SUPPLIED DATA START
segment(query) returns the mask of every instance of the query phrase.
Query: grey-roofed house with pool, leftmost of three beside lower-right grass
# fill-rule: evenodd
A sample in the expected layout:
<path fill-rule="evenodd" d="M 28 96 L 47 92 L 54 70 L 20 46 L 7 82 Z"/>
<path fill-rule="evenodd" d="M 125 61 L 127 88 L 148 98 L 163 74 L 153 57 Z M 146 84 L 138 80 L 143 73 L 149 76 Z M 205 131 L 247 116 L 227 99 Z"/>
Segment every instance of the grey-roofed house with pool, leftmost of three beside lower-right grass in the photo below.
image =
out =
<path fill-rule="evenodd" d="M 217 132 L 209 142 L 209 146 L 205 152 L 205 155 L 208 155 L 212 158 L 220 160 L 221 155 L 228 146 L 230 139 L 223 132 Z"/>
SUPPLIED DATA END
EXERCISE REQUIREMENTS → The answer must be every line of the records above that holds the word "right".

ANSWER FOR THIS EXERCISE →
Query: grey-roofed house with pool, leftmost of three beside lower-right grass
Segment every instance of the grey-roofed house with pool, leftmost of three beside lower-right grass in the photo below.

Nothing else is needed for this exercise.